▶ _SOURCE MATERIAL_
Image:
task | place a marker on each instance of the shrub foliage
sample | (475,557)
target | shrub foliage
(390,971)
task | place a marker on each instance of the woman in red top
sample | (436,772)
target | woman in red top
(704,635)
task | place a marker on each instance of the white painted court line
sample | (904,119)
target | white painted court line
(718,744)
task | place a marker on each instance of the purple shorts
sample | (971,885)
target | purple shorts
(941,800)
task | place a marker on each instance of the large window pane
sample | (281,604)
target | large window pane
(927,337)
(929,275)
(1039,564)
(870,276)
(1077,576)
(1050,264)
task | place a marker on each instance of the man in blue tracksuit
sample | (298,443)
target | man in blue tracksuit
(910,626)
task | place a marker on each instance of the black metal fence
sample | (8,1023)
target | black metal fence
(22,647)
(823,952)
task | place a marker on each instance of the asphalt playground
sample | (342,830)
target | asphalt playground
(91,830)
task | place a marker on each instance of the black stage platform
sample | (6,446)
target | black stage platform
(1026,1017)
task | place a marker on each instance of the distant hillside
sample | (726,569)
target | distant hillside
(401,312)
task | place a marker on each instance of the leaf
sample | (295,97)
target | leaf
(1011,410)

▶ _PROBLEM DETAILS_
Switch every "leaf" to "petal" in the records from the line with "task | place a marker on each instance of the leaf" up to and including the last line of the records. Give back only those lines, with everything else unchanged.

▶ _TASK RESPONSE_
task | place a marker on each instance of the petal
sample | (295,97)
target | petal
(1011,410)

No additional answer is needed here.